## Data provided
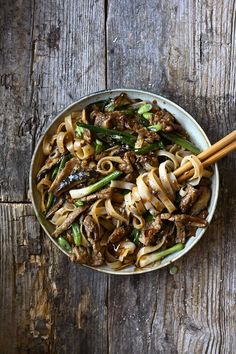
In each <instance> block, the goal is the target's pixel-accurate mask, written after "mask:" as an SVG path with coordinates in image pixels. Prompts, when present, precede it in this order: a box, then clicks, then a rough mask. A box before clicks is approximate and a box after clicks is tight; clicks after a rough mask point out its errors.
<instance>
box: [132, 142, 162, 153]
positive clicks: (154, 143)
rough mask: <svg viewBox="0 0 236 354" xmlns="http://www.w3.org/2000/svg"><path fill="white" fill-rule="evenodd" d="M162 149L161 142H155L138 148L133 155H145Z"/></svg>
mask: <svg viewBox="0 0 236 354" xmlns="http://www.w3.org/2000/svg"><path fill="white" fill-rule="evenodd" d="M160 148H161V149H162V148H163V143H162V141H156V142H155V143H153V144H148V145H145V146H144V147H142V148H140V149H136V150H135V153H136V154H137V155H146V154H147V153H148V152H150V151H153V150H157V149H160Z"/></svg>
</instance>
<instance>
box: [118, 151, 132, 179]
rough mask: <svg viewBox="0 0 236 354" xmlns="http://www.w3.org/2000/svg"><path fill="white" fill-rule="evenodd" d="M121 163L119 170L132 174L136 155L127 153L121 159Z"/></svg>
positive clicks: (129, 153) (125, 153)
mask: <svg viewBox="0 0 236 354" xmlns="http://www.w3.org/2000/svg"><path fill="white" fill-rule="evenodd" d="M123 161H124V162H123V163H121V164H119V169H120V170H121V171H124V172H125V173H126V174H127V173H132V172H133V171H134V169H135V166H134V164H135V162H136V155H135V153H133V152H132V151H127V152H125V154H124V157H123Z"/></svg>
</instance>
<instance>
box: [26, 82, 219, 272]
mask: <svg viewBox="0 0 236 354" xmlns="http://www.w3.org/2000/svg"><path fill="white" fill-rule="evenodd" d="M121 92H126V93H129V92H130V93H131V92H132V93H137V94H138V93H141V94H145V95H150V96H153V98H154V99H157V100H158V99H160V100H163V101H165V102H167V103H169V104H170V105H172V106H173V107H175V108H177V109H178V110H179V111H180V112H182V113H183V114H184V115H185V116H187V117H188V119H189V120H191V121H192V122H193V123H194V124H195V125H196V127H197V128H198V130H199V131H200V132H201V134H202V136H203V137H204V139H205V141H206V142H207V144H208V145H209V146H210V145H211V143H210V141H209V139H208V137H207V135H206V133H205V132H204V130H203V129H202V127H201V126H200V125H199V123H198V122H197V121H196V120H195V119H194V118H193V117H192V116H191V115H190V114H189V113H188V112H186V111H185V110H184V109H183V108H182V107H180V106H179V105H177V104H176V103H175V102H173V101H171V100H169V99H167V98H166V97H163V96H161V95H158V94H156V93H153V92H149V91H145V90H141V89H132V88H116V89H105V90H100V91H96V92H92V93H90V94H88V95H85V96H82V97H80V98H79V99H78V100H76V101H74V102H72V103H70V104H69V105H67V106H65V107H64V108H63V109H62V110H61V111H59V113H57V114H56V116H55V117H54V118H53V119H52V120H51V122H50V124H49V125H48V126H47V128H46V130H45V131H44V133H43V134H42V136H41V137H40V139H39V141H38V143H37V144H36V147H35V149H34V153H33V155H32V159H31V165H30V173H29V191H30V196H31V203H32V205H33V209H34V212H35V214H36V217H37V219H38V221H39V223H40V226H41V227H42V228H43V230H44V232H45V233H46V235H47V236H48V237H49V238H50V240H51V241H52V242H53V243H54V244H55V245H56V246H57V247H58V248H59V249H60V251H61V252H63V253H64V254H65V255H67V256H69V255H68V253H67V252H66V251H64V250H63V249H62V248H61V247H60V246H59V245H58V243H57V242H56V240H55V239H54V238H53V237H52V236H51V235H50V233H49V232H48V230H47V228H46V227H45V226H44V224H43V223H42V222H41V220H40V217H39V212H38V210H37V206H36V203H35V201H34V198H33V183H32V182H33V179H32V175H33V165H34V160H35V157H36V154H37V151H38V149H39V147H40V145H41V144H42V141H43V139H44V136H45V134H47V132H48V131H49V130H50V129H51V126H52V125H53V124H54V123H55V122H56V121H57V120H58V119H59V118H60V117H61V116H62V115H63V114H64V113H66V111H68V110H70V109H71V108H73V106H75V105H77V104H79V103H81V102H83V101H85V100H86V99H88V98H91V97H93V96H96V95H98V94H108V93H110V94H113V93H121ZM214 174H215V194H214V197H213V203H212V209H211V211H210V213H209V215H208V217H207V220H208V223H209V224H210V222H211V220H212V218H213V215H214V212H215V209H216V205H217V200H218V195H219V170H218V166H217V164H215V165H214ZM207 228H208V227H207ZM207 228H206V229H203V231H202V233H201V235H199V236H197V237H196V238H195V240H194V241H193V242H192V243H191V245H189V246H188V247H184V249H183V250H182V251H179V252H176V256H175V257H173V258H172V259H171V260H168V261H167V262H166V263H164V264H162V263H160V264H158V265H156V266H155V267H153V268H147V269H138V270H137V271H133V270H132V271H128V272H127V271H126V272H123V271H122V269H121V270H117V271H116V270H112V269H109V268H107V269H101V268H99V267H92V266H89V265H87V264H79V265H82V266H84V267H86V268H90V269H92V270H96V271H98V272H101V273H106V274H112V275H139V274H144V273H149V272H152V271H155V270H158V269H161V268H163V267H166V266H168V265H170V264H172V263H174V262H175V261H176V260H177V259H179V258H181V257H182V256H184V255H185V254H186V253H188V252H189V251H190V250H191V249H192V248H193V247H194V246H195V245H196V243H198V241H200V239H201V238H202V237H203V235H204V233H205V232H206V230H207Z"/></svg>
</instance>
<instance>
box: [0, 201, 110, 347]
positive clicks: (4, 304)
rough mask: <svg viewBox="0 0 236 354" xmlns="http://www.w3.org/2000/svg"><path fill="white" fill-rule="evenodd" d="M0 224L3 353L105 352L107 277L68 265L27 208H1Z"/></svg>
mask: <svg viewBox="0 0 236 354" xmlns="http://www.w3.org/2000/svg"><path fill="white" fill-rule="evenodd" d="M0 223H1V230H0V239H1V242H0V260H1V266H0V347H1V348H2V349H3V348H4V351H3V353H4V354H8V353H82V354H84V353H105V352H106V351H107V307H106V284H107V277H106V275H103V274H100V273H98V272H93V271H91V270H89V269H86V268H84V267H81V266H79V265H78V264H73V263H71V262H70V261H69V260H68V259H67V257H66V256H64V255H63V254H62V253H61V252H60V251H59V250H58V249H57V248H56V247H55V246H53V245H52V243H51V241H50V240H48V239H47V237H46V236H45V235H44V234H42V233H41V232H40V227H39V224H38V222H37V220H36V218H35V217H34V213H33V210H32V207H31V206H30V205H26V204H5V203H1V204H0ZM0 351H1V350H0ZM1 352H2V351H1Z"/></svg>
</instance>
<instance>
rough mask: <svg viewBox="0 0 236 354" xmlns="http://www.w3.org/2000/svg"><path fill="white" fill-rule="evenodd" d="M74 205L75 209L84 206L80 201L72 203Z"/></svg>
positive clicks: (81, 201) (75, 201) (83, 203)
mask: <svg viewBox="0 0 236 354" xmlns="http://www.w3.org/2000/svg"><path fill="white" fill-rule="evenodd" d="M74 204H75V205H76V206H77V207H80V206H83V205H84V202H82V200H79V199H78V200H76V201H75V202H74Z"/></svg>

## Task goal
Please output every entry exactly as written, apart from the pictures.

## Reply
In each <instance> block, the goal is the target's pixel-accurate mask, written after "mask:" as an SVG path with coordinates in image pixels. Prompts, when present, precede it in this order: a box, then clicks, then a rough mask. A box before clicks is approximate and a box after clicks is tight; clicks after a rough mask point out its errors.
<instance>
box: [132, 142, 162, 153]
positive clicks: (154, 143)
rough mask: <svg viewBox="0 0 236 354" xmlns="http://www.w3.org/2000/svg"><path fill="white" fill-rule="evenodd" d="M162 149L161 142H155L138 148L133 155H145Z"/></svg>
mask: <svg viewBox="0 0 236 354" xmlns="http://www.w3.org/2000/svg"><path fill="white" fill-rule="evenodd" d="M160 148H161V149H162V148H163V143H162V141H156V142H155V143H153V144H148V145H145V146H144V147H142V148H140V149H136V150H135V153H136V154H137V155H146V154H147V153H148V152H150V151H153V150H157V149H160Z"/></svg>
</instance>
<instance>
box: [118, 151, 132, 179]
rough mask: <svg viewBox="0 0 236 354" xmlns="http://www.w3.org/2000/svg"><path fill="white" fill-rule="evenodd" d="M121 163L119 170L132 174L136 155L127 153L121 159Z"/></svg>
positive clicks: (129, 153) (125, 153)
mask: <svg viewBox="0 0 236 354" xmlns="http://www.w3.org/2000/svg"><path fill="white" fill-rule="evenodd" d="M123 161H124V162H123V163H121V164H119V169H120V170H121V171H124V172H125V173H126V174H127V173H132V172H133V171H134V169H135V166H134V164H135V162H136V155H135V153H133V152H132V151H127V152H125V154H124V157H123Z"/></svg>
</instance>
<instance>
box: [26, 82, 219, 272]
mask: <svg viewBox="0 0 236 354" xmlns="http://www.w3.org/2000/svg"><path fill="white" fill-rule="evenodd" d="M121 92H126V93H129V92H130V93H131V92H132V93H137V94H138V93H141V94H145V95H150V96H153V98H154V99H157V100H158V99H160V100H163V101H165V102H167V103H169V104H170V105H172V106H173V107H175V108H177V109H178V110H179V111H180V112H182V113H183V114H184V115H185V116H187V117H188V119H189V120H191V121H192V122H193V123H194V124H195V125H196V127H197V128H198V130H199V131H200V132H201V134H202V136H203V137H204V139H205V141H206V142H207V144H208V145H209V146H210V145H211V143H210V141H209V139H208V137H207V135H206V133H205V132H204V130H203V129H202V127H201V126H200V125H199V123H198V122H197V121H196V120H195V119H194V118H193V117H192V116H191V115H190V114H189V113H188V112H186V111H185V110H184V109H183V108H182V107H180V106H179V105H177V104H176V103H175V102H173V101H171V100H169V99H167V98H166V97H163V96H161V95H158V94H156V93H153V92H149V91H145V90H141V89H132V88H116V89H105V90H100V91H96V92H92V93H90V94H88V95H85V96H82V97H80V98H79V99H78V100H76V101H74V102H72V103H70V104H69V105H67V106H65V107H64V108H63V109H62V110H61V111H59V113H57V114H56V116H55V117H54V118H53V119H52V120H51V122H50V124H49V125H48V126H47V128H46V130H45V131H44V133H43V134H42V136H41V137H40V139H39V141H38V143H37V144H36V147H35V149H34V153H33V155H32V159H31V165H30V173H29V191H30V196H31V203H32V205H33V209H34V212H35V214H36V217H37V219H38V221H39V223H40V226H41V227H42V228H43V230H44V232H45V233H46V235H47V236H48V237H49V238H50V240H51V241H52V242H53V243H54V244H55V245H56V246H57V247H58V248H59V249H60V251H61V252H63V253H64V254H65V255H67V256H69V255H68V253H67V252H66V251H64V250H63V249H62V248H61V247H60V246H59V245H58V243H57V242H56V240H55V239H54V238H53V237H52V236H51V235H50V233H49V232H48V230H47V228H46V227H45V226H44V224H43V223H42V222H41V220H40V217H39V212H38V210H37V206H36V203H35V201H34V198H33V183H32V182H33V179H32V175H33V165H34V160H35V157H36V154H37V151H38V149H39V147H40V145H41V144H42V141H43V139H44V136H45V134H47V132H48V131H49V130H50V129H51V126H52V125H53V124H54V123H55V122H56V121H57V120H58V119H59V118H60V117H61V116H62V115H63V114H64V113H66V111H68V110H70V109H71V108H73V106H75V105H77V104H79V103H81V102H83V101H85V100H86V99H88V98H91V97H93V96H96V95H98V94H108V93H110V94H113V93H121ZM214 174H215V194H214V197H213V203H212V209H211V211H210V213H209V215H208V217H207V220H208V223H209V224H210V222H211V220H212V218H213V215H214V212H215V209H216V205H217V200H218V195H219V170H218V166H217V164H215V165H214ZM207 228H208V227H207ZM207 228H206V229H203V231H202V233H201V235H199V236H197V237H196V238H195V240H194V241H193V242H192V243H191V245H189V246H188V247H184V249H183V250H182V251H179V252H176V256H175V257H173V258H172V259H171V260H168V261H167V262H166V263H164V264H162V263H160V264H158V265H156V266H155V267H153V268H147V269H138V270H137V271H133V270H132V271H128V272H127V271H126V272H123V271H122V269H121V270H117V271H116V270H112V269H109V268H107V269H101V268H99V267H92V266H89V265H87V264H79V265H82V266H84V267H86V268H90V269H92V270H96V271H98V272H101V273H106V274H112V275H139V274H144V273H149V272H152V271H155V270H158V269H161V268H163V267H166V266H168V265H170V264H172V263H174V262H175V261H176V260H177V259H179V258H181V257H182V256H184V255H185V254H186V253H188V252H189V251H190V250H191V249H192V248H193V247H194V246H195V245H196V243H198V241H200V239H201V238H202V237H203V235H204V233H205V232H206V230H207Z"/></svg>
</instance>
<instance>
box: [0, 201, 110, 347]
positive clicks: (4, 304)
rough mask: <svg viewBox="0 0 236 354" xmlns="http://www.w3.org/2000/svg"><path fill="white" fill-rule="evenodd" d="M0 224L3 353L105 352L107 277L68 265L27 208H1Z"/></svg>
mask: <svg viewBox="0 0 236 354" xmlns="http://www.w3.org/2000/svg"><path fill="white" fill-rule="evenodd" d="M0 223H1V230H0V239H1V242H0V260H1V266H0V347H1V348H2V349H3V348H4V351H3V353H4V354H8V353H82V354H84V353H105V352H106V351H107V307H106V284H107V277H106V275H103V274H100V273H98V272H93V271H91V270H89V269H86V268H84V267H81V266H79V265H78V264H73V263H71V262H70V261H69V260H68V259H67V257H66V256H64V255H63V254H62V253H61V252H60V251H59V250H58V249H57V248H56V247H55V246H53V245H52V243H51V241H50V240H48V239H47V237H46V236H45V235H44V234H42V233H41V232H40V227H39V224H38V222H37V220H36V218H35V217H34V213H33V210H32V207H31V206H30V205H26V204H5V203H1V204H0ZM0 351H1V350H0ZM1 352H2V351H1Z"/></svg>
</instance>
<instance>
rough mask: <svg viewBox="0 0 236 354" xmlns="http://www.w3.org/2000/svg"><path fill="white" fill-rule="evenodd" d="M74 205L75 209L84 206L80 201L72 203Z"/></svg>
positive clicks: (81, 201) (75, 201) (83, 203)
mask: <svg viewBox="0 0 236 354" xmlns="http://www.w3.org/2000/svg"><path fill="white" fill-rule="evenodd" d="M74 204H75V205H76V206H77V207H80V206H83V205H84V202H82V200H79V199H78V200H76V201H75V202H74Z"/></svg>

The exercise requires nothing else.